Task requirements
Change "positive clicks" to "foreground points" in the lines below and leave everything else unchanged.

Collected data
■ ■ ■ ■ ■ ■ ■

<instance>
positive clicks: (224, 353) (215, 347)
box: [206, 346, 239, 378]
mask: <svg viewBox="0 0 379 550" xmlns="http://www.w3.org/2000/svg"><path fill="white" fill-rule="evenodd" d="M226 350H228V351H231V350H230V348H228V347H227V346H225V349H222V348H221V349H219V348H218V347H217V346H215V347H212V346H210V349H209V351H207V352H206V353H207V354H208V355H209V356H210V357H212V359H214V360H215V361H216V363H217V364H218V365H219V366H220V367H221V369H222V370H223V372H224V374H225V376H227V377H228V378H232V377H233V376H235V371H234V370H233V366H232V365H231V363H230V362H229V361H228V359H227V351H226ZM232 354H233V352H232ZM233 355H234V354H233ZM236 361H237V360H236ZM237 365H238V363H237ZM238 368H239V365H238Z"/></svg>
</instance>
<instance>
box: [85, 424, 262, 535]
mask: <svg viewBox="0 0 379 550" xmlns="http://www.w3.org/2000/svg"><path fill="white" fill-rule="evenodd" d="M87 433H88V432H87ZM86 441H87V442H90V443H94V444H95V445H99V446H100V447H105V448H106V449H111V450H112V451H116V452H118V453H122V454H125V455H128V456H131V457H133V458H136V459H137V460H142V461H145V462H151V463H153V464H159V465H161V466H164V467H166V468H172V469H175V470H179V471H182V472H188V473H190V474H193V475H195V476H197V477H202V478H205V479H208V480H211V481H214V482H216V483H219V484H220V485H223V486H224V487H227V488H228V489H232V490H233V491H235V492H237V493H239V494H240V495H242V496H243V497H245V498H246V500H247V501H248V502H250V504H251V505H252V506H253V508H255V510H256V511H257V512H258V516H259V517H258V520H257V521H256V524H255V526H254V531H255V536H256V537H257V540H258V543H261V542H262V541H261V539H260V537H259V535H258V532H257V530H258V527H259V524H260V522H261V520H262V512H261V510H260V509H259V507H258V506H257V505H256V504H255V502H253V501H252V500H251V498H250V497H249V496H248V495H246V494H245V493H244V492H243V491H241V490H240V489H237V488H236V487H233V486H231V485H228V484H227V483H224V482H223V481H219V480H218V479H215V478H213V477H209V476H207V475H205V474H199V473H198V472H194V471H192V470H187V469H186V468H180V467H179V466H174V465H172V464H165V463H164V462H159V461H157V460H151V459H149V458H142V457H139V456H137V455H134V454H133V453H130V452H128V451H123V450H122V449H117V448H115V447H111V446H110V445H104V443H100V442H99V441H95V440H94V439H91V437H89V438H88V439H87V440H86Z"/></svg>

■ ■ ■ ■ ■ ■ ■

Response below
<instance>
foreground points: (224, 353) (215, 347)
box: [206, 346, 239, 378]
mask: <svg viewBox="0 0 379 550" xmlns="http://www.w3.org/2000/svg"><path fill="white" fill-rule="evenodd" d="M226 350H228V351H231V350H230V348H228V347H227V346H225V349H222V348H221V349H219V348H218V347H217V346H215V347H212V346H210V349H209V351H207V352H206V353H207V354H208V355H209V356H210V357H212V359H214V360H215V361H216V363H217V364H218V365H219V366H220V367H221V369H222V370H223V372H224V374H225V376H227V377H228V378H232V377H233V376H235V371H234V370H233V366H232V365H231V363H230V362H229V361H228V359H227V351H226ZM232 354H233V352H232ZM233 355H234V354H233ZM236 361H237V360H236ZM237 365H238V363H237ZM238 368H239V365H238Z"/></svg>
</instance>
<instance>
box: [85, 424, 262, 535]
mask: <svg viewBox="0 0 379 550" xmlns="http://www.w3.org/2000/svg"><path fill="white" fill-rule="evenodd" d="M87 433H88V432H87ZM86 441H87V442H90V443H94V444H95V445H99V446H100V447H105V448H106V449H111V450H112V451H116V452H118V453H122V454H125V455H128V456H131V457H133V458H136V459H137V460H142V461H145V462H151V463H153V464H159V465H161V466H164V467H166V468H172V469H175V470H179V471H182V472H188V473H190V474H193V475H195V476H197V477H202V478H205V479H208V480H211V481H214V482H216V483H219V484H220V485H223V486H224V487H227V488H228V489H232V490H233V491H235V492H237V493H239V494H240V495H242V496H243V497H245V498H246V500H247V501H248V502H250V504H251V505H252V506H253V508H255V510H256V511H257V512H258V516H259V517H258V520H257V521H256V524H255V526H254V531H255V536H256V537H257V540H258V543H261V542H262V541H261V539H260V537H259V535H258V532H257V530H258V527H259V524H260V522H261V520H262V512H261V510H260V509H259V507H258V506H257V505H256V504H255V502H253V501H252V500H251V498H250V497H249V496H248V495H246V494H245V493H244V492H243V491H241V490H240V489H237V488H236V487H233V486H231V485H228V484H227V483H224V482H223V481H219V480H218V479H215V478H213V477H209V476H207V475H205V474H199V473H198V472H194V471H192V470H187V469H186V468H180V467H179V466H174V465H172V464H165V463H164V462H159V461H157V460H151V459H149V458H142V457H139V456H137V455H134V454H133V453H130V452H128V451H123V450H122V449H117V448H115V447H111V446H110V445H104V443H100V442H99V441H95V440H94V439H91V437H89V438H88V439H87V440H86Z"/></svg>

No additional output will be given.